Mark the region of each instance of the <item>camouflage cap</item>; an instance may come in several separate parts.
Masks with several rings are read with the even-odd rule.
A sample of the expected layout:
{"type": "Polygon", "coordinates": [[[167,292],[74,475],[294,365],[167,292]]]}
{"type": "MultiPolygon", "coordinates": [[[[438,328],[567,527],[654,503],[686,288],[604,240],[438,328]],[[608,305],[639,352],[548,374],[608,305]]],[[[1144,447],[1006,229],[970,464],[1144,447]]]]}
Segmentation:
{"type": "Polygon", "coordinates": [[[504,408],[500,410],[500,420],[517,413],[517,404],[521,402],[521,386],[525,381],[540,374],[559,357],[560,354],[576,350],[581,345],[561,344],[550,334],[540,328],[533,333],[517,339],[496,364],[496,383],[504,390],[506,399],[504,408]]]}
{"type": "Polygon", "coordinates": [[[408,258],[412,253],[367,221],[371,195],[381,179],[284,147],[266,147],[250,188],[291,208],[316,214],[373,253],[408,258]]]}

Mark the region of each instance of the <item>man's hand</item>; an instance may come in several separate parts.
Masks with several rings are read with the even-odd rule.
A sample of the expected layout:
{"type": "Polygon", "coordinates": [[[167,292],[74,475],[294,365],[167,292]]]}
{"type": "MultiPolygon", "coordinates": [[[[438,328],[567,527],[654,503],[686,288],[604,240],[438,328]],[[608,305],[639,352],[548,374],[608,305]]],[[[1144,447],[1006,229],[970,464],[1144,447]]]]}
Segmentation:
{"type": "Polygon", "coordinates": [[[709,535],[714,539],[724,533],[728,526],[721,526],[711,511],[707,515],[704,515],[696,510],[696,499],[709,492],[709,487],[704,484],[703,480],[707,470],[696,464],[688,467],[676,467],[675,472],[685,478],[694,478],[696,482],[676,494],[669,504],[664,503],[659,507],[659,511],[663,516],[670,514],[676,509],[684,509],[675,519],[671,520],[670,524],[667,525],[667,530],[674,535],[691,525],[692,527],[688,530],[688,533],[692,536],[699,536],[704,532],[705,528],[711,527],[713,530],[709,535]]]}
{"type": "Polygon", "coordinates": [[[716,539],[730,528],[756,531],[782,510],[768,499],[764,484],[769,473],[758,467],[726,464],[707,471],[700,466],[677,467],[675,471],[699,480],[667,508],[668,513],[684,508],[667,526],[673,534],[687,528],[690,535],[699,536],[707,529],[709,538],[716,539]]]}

## WHAT NEEDS TO BE DONE
This task calls for each line of the material that contains "region".

## RESPONSE AREA
Mark the region of each instance of the <item>camouflage cap</item>; an instance may come in several separate parts.
Mark the region of each instance of the <item>man's hand</item>; an instance may come in several separate parts.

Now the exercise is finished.